→ YOUR OBJECTIVE
Gather each line of the entries below that includes "hedge".

→ DATA SHOWN
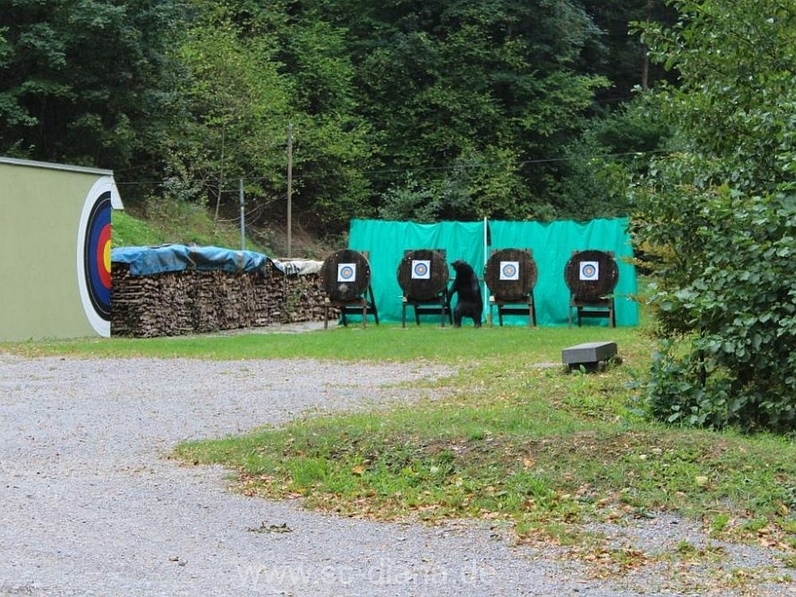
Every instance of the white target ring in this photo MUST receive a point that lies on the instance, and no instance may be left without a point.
(346, 272)
(509, 270)
(589, 271)
(421, 269)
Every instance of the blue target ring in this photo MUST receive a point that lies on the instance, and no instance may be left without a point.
(96, 256)
(94, 253)
(509, 271)
(588, 271)
(346, 273)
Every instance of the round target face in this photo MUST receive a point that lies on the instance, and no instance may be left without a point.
(94, 254)
(589, 270)
(346, 272)
(509, 270)
(421, 269)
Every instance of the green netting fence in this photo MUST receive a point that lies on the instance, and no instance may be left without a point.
(552, 245)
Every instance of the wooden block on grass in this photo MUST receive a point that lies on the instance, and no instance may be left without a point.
(589, 354)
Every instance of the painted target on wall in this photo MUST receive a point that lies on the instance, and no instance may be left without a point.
(94, 253)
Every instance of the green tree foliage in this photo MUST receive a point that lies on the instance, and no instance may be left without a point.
(719, 214)
(236, 104)
(477, 104)
(85, 82)
(471, 98)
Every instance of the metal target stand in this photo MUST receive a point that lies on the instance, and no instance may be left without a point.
(512, 296)
(426, 296)
(592, 298)
(348, 297)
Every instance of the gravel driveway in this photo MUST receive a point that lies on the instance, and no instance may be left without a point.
(91, 506)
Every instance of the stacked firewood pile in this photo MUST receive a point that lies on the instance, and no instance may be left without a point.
(193, 301)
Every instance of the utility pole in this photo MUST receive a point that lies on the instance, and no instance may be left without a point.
(242, 216)
(289, 191)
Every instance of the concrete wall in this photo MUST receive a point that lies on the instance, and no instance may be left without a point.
(54, 238)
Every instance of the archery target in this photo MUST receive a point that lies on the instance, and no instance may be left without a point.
(589, 271)
(346, 272)
(421, 269)
(94, 254)
(509, 270)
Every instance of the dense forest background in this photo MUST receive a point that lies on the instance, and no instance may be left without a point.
(401, 109)
(678, 113)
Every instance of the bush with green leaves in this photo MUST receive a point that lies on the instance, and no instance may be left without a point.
(738, 321)
(719, 217)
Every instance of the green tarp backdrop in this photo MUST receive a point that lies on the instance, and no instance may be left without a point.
(552, 245)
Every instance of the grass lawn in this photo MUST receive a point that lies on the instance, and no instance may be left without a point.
(513, 437)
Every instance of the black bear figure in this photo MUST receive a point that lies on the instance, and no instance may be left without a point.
(469, 303)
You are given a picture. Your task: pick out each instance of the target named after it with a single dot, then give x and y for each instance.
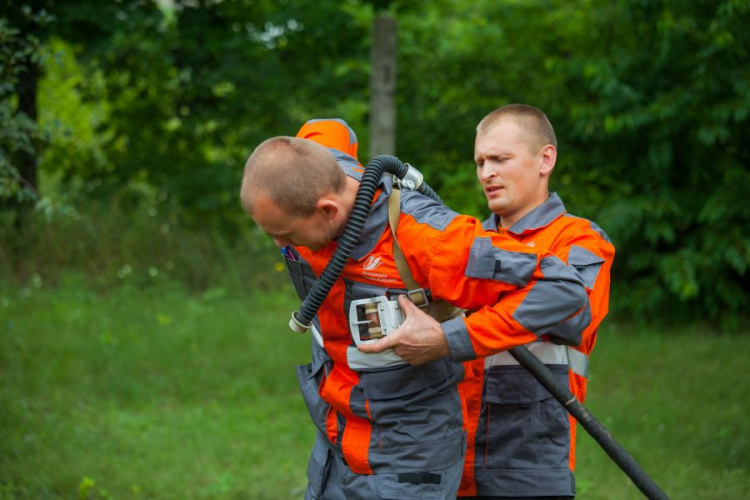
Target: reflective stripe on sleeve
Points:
(549, 354)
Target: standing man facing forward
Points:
(526, 445)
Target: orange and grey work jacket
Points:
(383, 415)
(521, 442)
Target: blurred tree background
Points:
(125, 124)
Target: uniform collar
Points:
(538, 218)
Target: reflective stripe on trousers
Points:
(549, 354)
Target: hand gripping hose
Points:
(409, 178)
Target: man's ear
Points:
(548, 157)
(330, 208)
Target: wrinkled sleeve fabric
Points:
(590, 254)
(511, 285)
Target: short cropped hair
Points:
(532, 120)
(294, 173)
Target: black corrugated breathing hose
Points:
(301, 321)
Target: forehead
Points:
(504, 134)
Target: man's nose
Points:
(282, 242)
(486, 173)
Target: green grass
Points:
(161, 393)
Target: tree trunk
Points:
(383, 86)
(27, 161)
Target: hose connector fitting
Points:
(412, 179)
(298, 326)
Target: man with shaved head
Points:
(390, 423)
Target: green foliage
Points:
(18, 132)
(148, 244)
(650, 101)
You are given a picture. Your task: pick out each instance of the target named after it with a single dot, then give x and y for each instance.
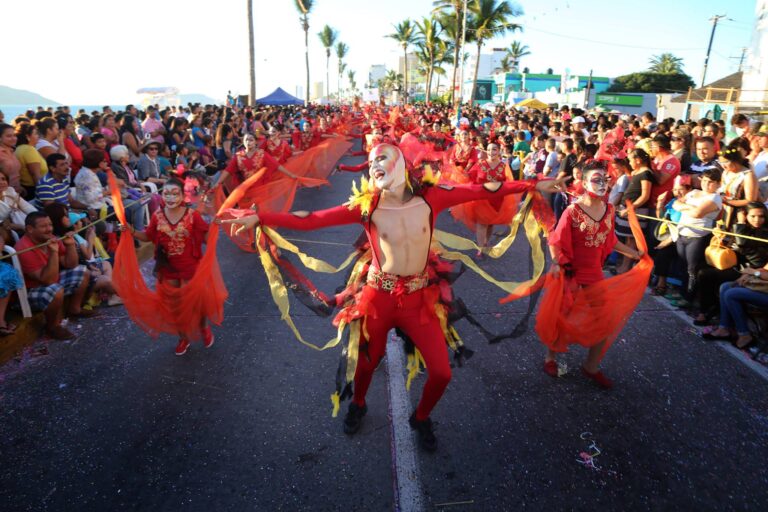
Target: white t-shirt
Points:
(761, 164)
(618, 189)
(695, 198)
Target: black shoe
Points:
(427, 438)
(354, 418)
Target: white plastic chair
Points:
(21, 292)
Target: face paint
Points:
(386, 167)
(596, 184)
(172, 196)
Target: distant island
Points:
(11, 96)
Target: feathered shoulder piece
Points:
(362, 197)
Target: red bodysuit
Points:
(584, 243)
(182, 243)
(384, 309)
(279, 150)
(242, 166)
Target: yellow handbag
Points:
(720, 255)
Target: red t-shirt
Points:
(34, 260)
(668, 166)
(182, 242)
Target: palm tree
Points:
(489, 18)
(515, 52)
(341, 52)
(304, 6)
(405, 34)
(328, 39)
(251, 54)
(342, 69)
(453, 17)
(429, 36)
(393, 81)
(666, 64)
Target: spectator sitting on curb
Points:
(47, 283)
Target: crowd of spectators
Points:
(702, 174)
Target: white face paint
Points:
(173, 196)
(386, 167)
(596, 183)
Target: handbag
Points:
(720, 255)
(756, 284)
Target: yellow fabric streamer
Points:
(532, 229)
(280, 295)
(415, 363)
(335, 400)
(308, 261)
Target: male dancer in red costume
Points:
(399, 225)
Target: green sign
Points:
(627, 100)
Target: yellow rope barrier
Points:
(711, 230)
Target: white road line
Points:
(737, 354)
(409, 496)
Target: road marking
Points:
(409, 496)
(734, 352)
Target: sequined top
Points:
(584, 243)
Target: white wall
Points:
(754, 83)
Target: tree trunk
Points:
(455, 62)
(306, 54)
(252, 54)
(327, 75)
(477, 69)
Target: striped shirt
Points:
(50, 189)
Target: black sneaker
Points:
(354, 418)
(427, 438)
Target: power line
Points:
(612, 43)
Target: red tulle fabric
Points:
(592, 314)
(319, 161)
(488, 213)
(177, 311)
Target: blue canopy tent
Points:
(280, 97)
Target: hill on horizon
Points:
(11, 96)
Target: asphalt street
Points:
(115, 421)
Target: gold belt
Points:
(387, 282)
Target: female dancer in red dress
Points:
(481, 216)
(579, 305)
(248, 161)
(178, 233)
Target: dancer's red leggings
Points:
(405, 312)
(354, 168)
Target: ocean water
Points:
(12, 111)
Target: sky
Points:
(111, 48)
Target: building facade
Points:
(754, 93)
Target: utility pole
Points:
(741, 59)
(461, 56)
(714, 20)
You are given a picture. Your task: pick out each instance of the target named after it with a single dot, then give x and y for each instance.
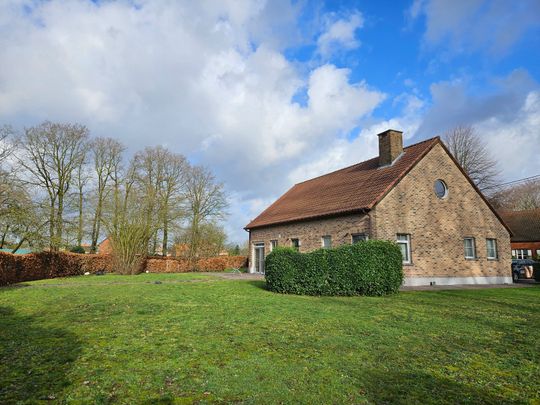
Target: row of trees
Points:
(473, 155)
(59, 187)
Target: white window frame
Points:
(473, 257)
(329, 237)
(407, 242)
(492, 255)
(363, 235)
(523, 254)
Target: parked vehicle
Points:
(522, 269)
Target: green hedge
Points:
(536, 271)
(366, 268)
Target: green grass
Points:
(124, 339)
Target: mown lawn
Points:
(199, 339)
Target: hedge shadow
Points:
(35, 360)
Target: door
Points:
(259, 258)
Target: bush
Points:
(536, 271)
(367, 268)
(77, 249)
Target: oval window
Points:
(441, 190)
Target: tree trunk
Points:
(4, 237)
(81, 224)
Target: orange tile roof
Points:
(525, 225)
(352, 189)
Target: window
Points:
(404, 243)
(491, 246)
(358, 237)
(522, 254)
(327, 241)
(470, 248)
(441, 190)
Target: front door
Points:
(259, 258)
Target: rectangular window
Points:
(358, 237)
(523, 254)
(491, 246)
(327, 241)
(470, 248)
(404, 242)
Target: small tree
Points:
(473, 156)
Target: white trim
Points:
(420, 281)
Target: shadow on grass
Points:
(395, 387)
(261, 284)
(34, 360)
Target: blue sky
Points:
(271, 93)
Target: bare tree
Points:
(175, 171)
(523, 196)
(81, 180)
(51, 153)
(107, 156)
(473, 156)
(206, 202)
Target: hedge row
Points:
(367, 268)
(37, 266)
(158, 264)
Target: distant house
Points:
(417, 196)
(525, 226)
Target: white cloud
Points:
(514, 143)
(340, 34)
(465, 25)
(207, 79)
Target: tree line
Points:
(60, 187)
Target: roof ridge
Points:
(364, 161)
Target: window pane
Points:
(469, 248)
(359, 237)
(327, 242)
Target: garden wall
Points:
(37, 266)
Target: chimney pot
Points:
(390, 146)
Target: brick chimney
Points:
(390, 146)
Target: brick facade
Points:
(436, 227)
(310, 233)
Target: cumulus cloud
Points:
(465, 25)
(340, 34)
(207, 79)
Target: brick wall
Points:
(310, 233)
(438, 226)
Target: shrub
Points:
(77, 249)
(536, 271)
(367, 268)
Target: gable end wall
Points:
(438, 226)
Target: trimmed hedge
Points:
(43, 265)
(38, 266)
(536, 271)
(367, 268)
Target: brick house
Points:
(418, 196)
(525, 227)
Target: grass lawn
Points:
(200, 339)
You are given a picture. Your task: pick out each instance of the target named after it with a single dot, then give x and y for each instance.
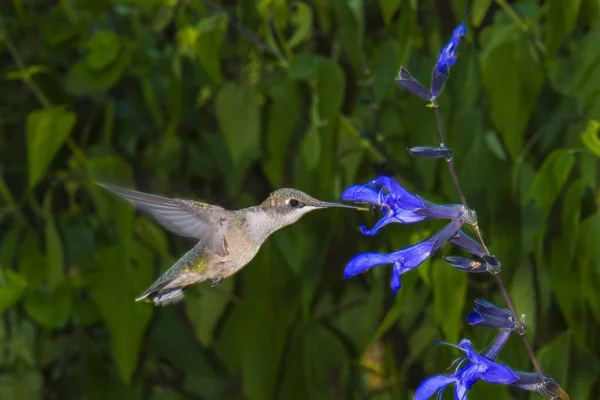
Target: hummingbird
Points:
(227, 239)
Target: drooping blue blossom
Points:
(447, 57)
(431, 152)
(540, 383)
(468, 265)
(494, 349)
(398, 204)
(490, 263)
(461, 239)
(404, 260)
(489, 315)
(463, 378)
(409, 83)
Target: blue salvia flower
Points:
(446, 59)
(409, 83)
(489, 264)
(405, 259)
(431, 152)
(463, 379)
(489, 315)
(540, 383)
(398, 204)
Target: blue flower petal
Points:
(494, 349)
(411, 257)
(460, 391)
(447, 56)
(498, 373)
(361, 193)
(365, 261)
(431, 386)
(474, 318)
(395, 282)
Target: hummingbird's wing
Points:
(184, 217)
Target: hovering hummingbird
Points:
(227, 240)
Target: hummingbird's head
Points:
(290, 205)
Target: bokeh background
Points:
(229, 100)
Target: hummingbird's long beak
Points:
(325, 204)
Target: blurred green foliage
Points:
(225, 102)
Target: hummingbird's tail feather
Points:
(188, 270)
(163, 297)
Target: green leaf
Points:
(304, 66)
(311, 148)
(550, 179)
(583, 373)
(115, 285)
(55, 260)
(84, 80)
(27, 73)
(238, 113)
(561, 19)
(589, 259)
(104, 49)
(283, 115)
(314, 353)
(330, 92)
(555, 358)
(590, 138)
(522, 293)
(494, 145)
(26, 385)
(512, 78)
(350, 150)
(50, 309)
(211, 31)
(479, 10)
(351, 30)
(302, 19)
(388, 9)
(47, 130)
(587, 75)
(449, 291)
(11, 290)
(205, 307)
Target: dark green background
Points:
(171, 98)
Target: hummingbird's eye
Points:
(296, 204)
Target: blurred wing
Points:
(184, 217)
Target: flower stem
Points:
(518, 322)
(497, 276)
(463, 200)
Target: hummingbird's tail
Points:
(168, 289)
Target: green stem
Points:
(499, 280)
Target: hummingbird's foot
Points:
(216, 281)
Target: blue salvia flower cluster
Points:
(398, 205)
(483, 366)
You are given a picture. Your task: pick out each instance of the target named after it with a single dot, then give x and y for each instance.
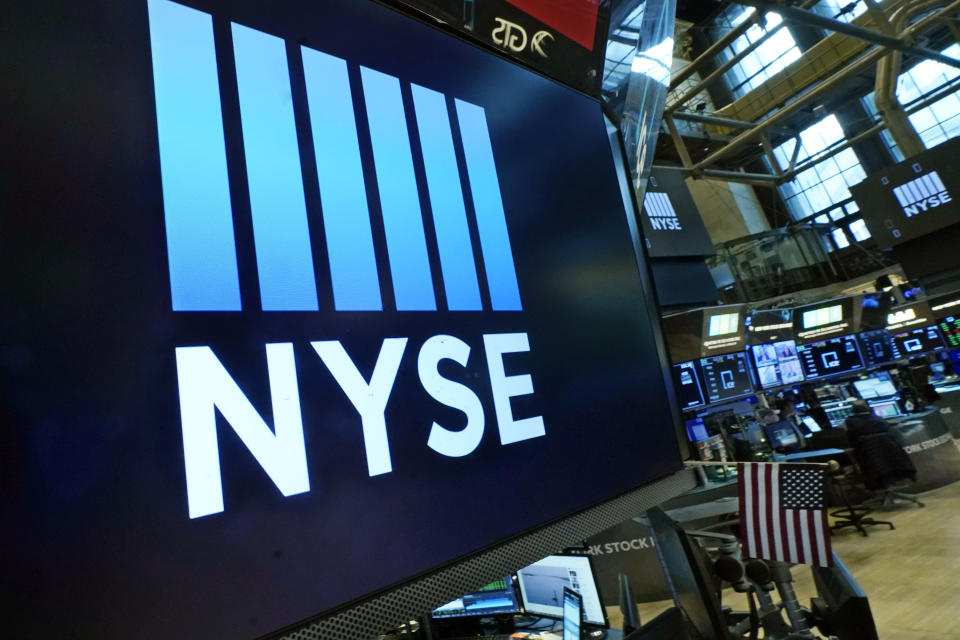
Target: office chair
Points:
(885, 467)
(845, 481)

→ COMPLETED TASK
Target: green hedge
Target: hedge shadow
Target: hedge row
Target: trimmed hedge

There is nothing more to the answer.